◆ **What is needed**
Search the records that follow and extract every line containing the string "door".
+++ Exercise data
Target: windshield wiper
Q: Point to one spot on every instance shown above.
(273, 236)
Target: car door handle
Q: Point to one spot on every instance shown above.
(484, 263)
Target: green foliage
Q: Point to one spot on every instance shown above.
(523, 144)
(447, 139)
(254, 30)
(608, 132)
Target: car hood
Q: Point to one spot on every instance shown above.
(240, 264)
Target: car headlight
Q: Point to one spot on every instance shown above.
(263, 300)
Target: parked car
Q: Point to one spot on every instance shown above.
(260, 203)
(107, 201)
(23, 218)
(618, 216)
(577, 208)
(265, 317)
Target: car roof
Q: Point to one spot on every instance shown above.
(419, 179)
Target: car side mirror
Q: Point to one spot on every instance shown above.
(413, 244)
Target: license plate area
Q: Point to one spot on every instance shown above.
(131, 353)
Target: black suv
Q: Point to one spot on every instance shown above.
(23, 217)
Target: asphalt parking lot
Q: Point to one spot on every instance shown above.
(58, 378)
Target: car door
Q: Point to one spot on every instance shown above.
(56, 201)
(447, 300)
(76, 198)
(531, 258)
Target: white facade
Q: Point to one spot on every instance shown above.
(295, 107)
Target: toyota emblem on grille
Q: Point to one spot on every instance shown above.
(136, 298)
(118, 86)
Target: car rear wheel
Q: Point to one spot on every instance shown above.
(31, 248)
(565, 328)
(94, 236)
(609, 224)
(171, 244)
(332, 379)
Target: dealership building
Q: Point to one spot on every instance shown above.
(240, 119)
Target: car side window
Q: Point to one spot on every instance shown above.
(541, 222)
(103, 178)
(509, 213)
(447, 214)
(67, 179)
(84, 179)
++++++
◆ **Written reply**
Target: car door handle
Target: car door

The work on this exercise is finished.